(Stored data)
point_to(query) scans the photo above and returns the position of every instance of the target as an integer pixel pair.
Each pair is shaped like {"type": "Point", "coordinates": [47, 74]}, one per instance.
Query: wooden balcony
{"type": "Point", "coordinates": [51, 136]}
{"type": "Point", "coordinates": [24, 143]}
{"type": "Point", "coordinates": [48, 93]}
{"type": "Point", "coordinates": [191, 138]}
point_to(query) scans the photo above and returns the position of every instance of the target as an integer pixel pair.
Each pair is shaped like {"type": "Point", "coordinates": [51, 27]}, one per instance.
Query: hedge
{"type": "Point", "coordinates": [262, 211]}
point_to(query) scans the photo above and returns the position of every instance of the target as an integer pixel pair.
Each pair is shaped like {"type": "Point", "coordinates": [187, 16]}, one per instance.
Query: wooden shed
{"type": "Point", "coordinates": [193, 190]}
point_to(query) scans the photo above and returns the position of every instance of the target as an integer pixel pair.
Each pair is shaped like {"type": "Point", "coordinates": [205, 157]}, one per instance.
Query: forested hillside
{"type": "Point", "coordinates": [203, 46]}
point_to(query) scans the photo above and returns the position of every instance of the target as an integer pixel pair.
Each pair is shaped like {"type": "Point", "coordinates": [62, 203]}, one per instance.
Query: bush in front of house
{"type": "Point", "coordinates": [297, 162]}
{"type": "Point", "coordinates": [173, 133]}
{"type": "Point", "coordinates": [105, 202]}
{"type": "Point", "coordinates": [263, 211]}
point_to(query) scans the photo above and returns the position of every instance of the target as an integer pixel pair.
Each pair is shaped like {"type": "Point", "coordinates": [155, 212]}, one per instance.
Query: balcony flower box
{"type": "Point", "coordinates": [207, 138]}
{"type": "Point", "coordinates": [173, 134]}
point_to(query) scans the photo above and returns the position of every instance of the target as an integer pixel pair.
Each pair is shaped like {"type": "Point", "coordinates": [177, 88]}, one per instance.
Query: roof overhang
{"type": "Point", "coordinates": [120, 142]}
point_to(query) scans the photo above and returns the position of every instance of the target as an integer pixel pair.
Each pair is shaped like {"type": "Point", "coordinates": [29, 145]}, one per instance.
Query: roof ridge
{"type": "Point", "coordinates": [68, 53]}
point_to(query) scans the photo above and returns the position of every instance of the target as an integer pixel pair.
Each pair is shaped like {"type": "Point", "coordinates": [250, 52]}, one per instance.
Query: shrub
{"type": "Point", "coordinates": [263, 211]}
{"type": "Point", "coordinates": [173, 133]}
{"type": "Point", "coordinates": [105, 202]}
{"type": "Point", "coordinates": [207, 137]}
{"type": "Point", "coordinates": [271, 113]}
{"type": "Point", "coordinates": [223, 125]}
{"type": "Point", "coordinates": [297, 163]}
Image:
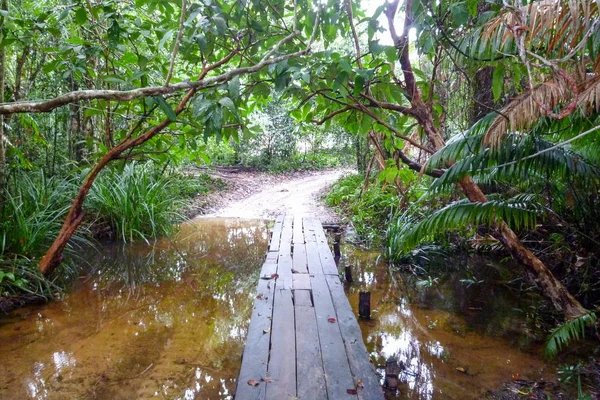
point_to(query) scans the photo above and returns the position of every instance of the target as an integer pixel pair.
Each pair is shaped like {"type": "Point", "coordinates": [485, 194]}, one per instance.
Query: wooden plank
{"type": "Point", "coordinates": [302, 298]}
{"type": "Point", "coordinates": [327, 260]}
{"type": "Point", "coordinates": [313, 260]}
{"type": "Point", "coordinates": [285, 245]}
{"type": "Point", "coordinates": [358, 357]}
{"type": "Point", "coordinates": [301, 281]}
{"type": "Point", "coordinates": [299, 258]}
{"type": "Point", "coordinates": [276, 234]}
{"type": "Point", "coordinates": [282, 359]}
{"type": "Point", "coordinates": [338, 377]}
{"type": "Point", "coordinates": [298, 235]}
{"type": "Point", "coordinates": [311, 378]}
{"type": "Point", "coordinates": [256, 351]}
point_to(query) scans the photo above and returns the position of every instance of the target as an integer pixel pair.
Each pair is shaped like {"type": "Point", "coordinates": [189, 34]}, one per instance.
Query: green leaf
{"type": "Point", "coordinates": [166, 107]}
{"type": "Point", "coordinates": [220, 24]}
{"type": "Point", "coordinates": [498, 81]}
{"type": "Point", "coordinates": [80, 16]}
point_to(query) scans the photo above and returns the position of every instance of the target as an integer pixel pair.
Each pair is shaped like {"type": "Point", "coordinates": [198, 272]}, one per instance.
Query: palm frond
{"type": "Point", "coordinates": [568, 332]}
{"type": "Point", "coordinates": [523, 112]}
{"type": "Point", "coordinates": [406, 234]}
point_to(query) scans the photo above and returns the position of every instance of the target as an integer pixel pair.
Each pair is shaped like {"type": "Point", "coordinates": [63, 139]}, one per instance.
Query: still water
{"type": "Point", "coordinates": [168, 321]}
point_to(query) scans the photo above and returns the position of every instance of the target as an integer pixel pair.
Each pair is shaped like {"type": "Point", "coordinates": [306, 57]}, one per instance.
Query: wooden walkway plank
{"type": "Point", "coordinates": [256, 351]}
{"type": "Point", "coordinates": [310, 382]}
{"type": "Point", "coordinates": [303, 341]}
{"type": "Point", "coordinates": [335, 362]}
{"type": "Point", "coordinates": [358, 356]}
{"type": "Point", "coordinates": [276, 234]}
{"type": "Point", "coordinates": [282, 361]}
{"type": "Point", "coordinates": [298, 235]}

__Your goal__: Please reproduce each entry above word for word and keep the pictures out of the copy.

__Solution to this problem__:
point_to(query) scans the photo above and returns the position of every instance of the target as an integer pixel pair.
Each pair is shaped like {"type": "Point", "coordinates": [47, 74]}, one per instance.
Query: wooden balcony
{"type": "Point", "coordinates": [51, 136]}
{"type": "Point", "coordinates": [24, 143]}
{"type": "Point", "coordinates": [48, 93]}
{"type": "Point", "coordinates": [191, 138]}
point_to(query) scans the photo above and returns the position of every instance of the target as an integer pixel pair.
Each pair is shaped like {"type": "Point", "coordinates": [51, 27]}, one per instance.
Query: hedge
{"type": "Point", "coordinates": [262, 211]}
point_to(query) scans the photo above and returns the position of every instance of the target as an integer pixel pair.
Each pair is shaped like {"type": "Point", "coordinates": [187, 16]}, one per instance.
Query: wooden shed
{"type": "Point", "coordinates": [193, 190]}
point_to(query) scans the photo above and returns the position of every instance of the target as an integer pixel pair.
Each pair is shaped like {"type": "Point", "coordinates": [205, 157]}, one per instance.
Query: forested hillside
{"type": "Point", "coordinates": [203, 46]}
point_to(query) scans the photo above and returns the position of every instance of the target as an integer pixel pair.
Each pair is shaped like {"type": "Point", "coordinates": [62, 203]}, one per instance.
Query: bush in front of house
{"type": "Point", "coordinates": [297, 162]}
{"type": "Point", "coordinates": [173, 133]}
{"type": "Point", "coordinates": [105, 202]}
{"type": "Point", "coordinates": [263, 211]}
point_to(query) scans the photo above and returns the position of every instance of the target as an integer pixel pair.
Each pair is shaped like {"type": "Point", "coordinates": [155, 212]}, one per instance.
Query: balcony flower box
{"type": "Point", "coordinates": [207, 138]}
{"type": "Point", "coordinates": [173, 134]}
point_to(query) scans the photo above and returns the position of every instance of the target as an integer pixel pair.
Each pair is shaped like {"type": "Point", "coordinates": [177, 88]}, one per instance.
Query: roof overhang
{"type": "Point", "coordinates": [120, 142]}
point_to(query) scans the photo above and returns the position of every instance of the target as an integer pixel pair.
Each pair is shaped like {"type": "Point", "coordinates": [29, 145]}, one per instance.
Query: roof ridge
{"type": "Point", "coordinates": [68, 53]}
point_to(query) scans the photo above and returns the position of every instance of the target as an integer pixel pair.
Each pair is shaped like {"type": "Point", "coordinates": [250, 52]}, one per instance.
Query: shrub
{"type": "Point", "coordinates": [263, 211]}
{"type": "Point", "coordinates": [173, 133]}
{"type": "Point", "coordinates": [105, 202]}
{"type": "Point", "coordinates": [207, 137]}
{"type": "Point", "coordinates": [271, 113]}
{"type": "Point", "coordinates": [223, 125]}
{"type": "Point", "coordinates": [297, 163]}
Image:
point_to(query) scans the photo above and returns the position of every instance of the target as an integer pixel pair.
Each pair is shaped like {"type": "Point", "coordinates": [485, 194]}, one per instance.
Query: wooden plank
{"type": "Point", "coordinates": [302, 298]}
{"type": "Point", "coordinates": [327, 260]}
{"type": "Point", "coordinates": [313, 260]}
{"type": "Point", "coordinates": [285, 245]}
{"type": "Point", "coordinates": [358, 357]}
{"type": "Point", "coordinates": [301, 281]}
{"type": "Point", "coordinates": [299, 258]}
{"type": "Point", "coordinates": [276, 234]}
{"type": "Point", "coordinates": [282, 359]}
{"type": "Point", "coordinates": [338, 377]}
{"type": "Point", "coordinates": [298, 235]}
{"type": "Point", "coordinates": [311, 378]}
{"type": "Point", "coordinates": [256, 351]}
point_to(query) scans the photo above and returns the position of every instance of the target as an integer pixel pair.
Each pair is shaped like {"type": "Point", "coordinates": [189, 34]}, one per instance.
Query: green leaf
{"type": "Point", "coordinates": [166, 107]}
{"type": "Point", "coordinates": [220, 24]}
{"type": "Point", "coordinates": [498, 81]}
{"type": "Point", "coordinates": [80, 16]}
point_to(query) scans the photo above and returns the position of every instance of the target as an integer pixel pair.
Each pair is shaped like {"type": "Point", "coordinates": [198, 272]}, one per instance.
Query: palm frond
{"type": "Point", "coordinates": [568, 332]}
{"type": "Point", "coordinates": [523, 112]}
{"type": "Point", "coordinates": [406, 234]}
point_to(query) scans the photo above and returns the position of every instance of the target as an integer pixel pair.
Each pair is shaped like {"type": "Point", "coordinates": [63, 139]}, one per instance.
Query: still water
{"type": "Point", "coordinates": [168, 321]}
point_to(query) scans the photo above and returns the position of every instance of the target as an integer pixel pair.
Each pair is shaped like {"type": "Point", "coordinates": [306, 57]}, one per instance.
Query: wooden walkway plank
{"type": "Point", "coordinates": [256, 351]}
{"type": "Point", "coordinates": [310, 382]}
{"type": "Point", "coordinates": [303, 341]}
{"type": "Point", "coordinates": [335, 362]}
{"type": "Point", "coordinates": [358, 356]}
{"type": "Point", "coordinates": [276, 234]}
{"type": "Point", "coordinates": [282, 361]}
{"type": "Point", "coordinates": [298, 235]}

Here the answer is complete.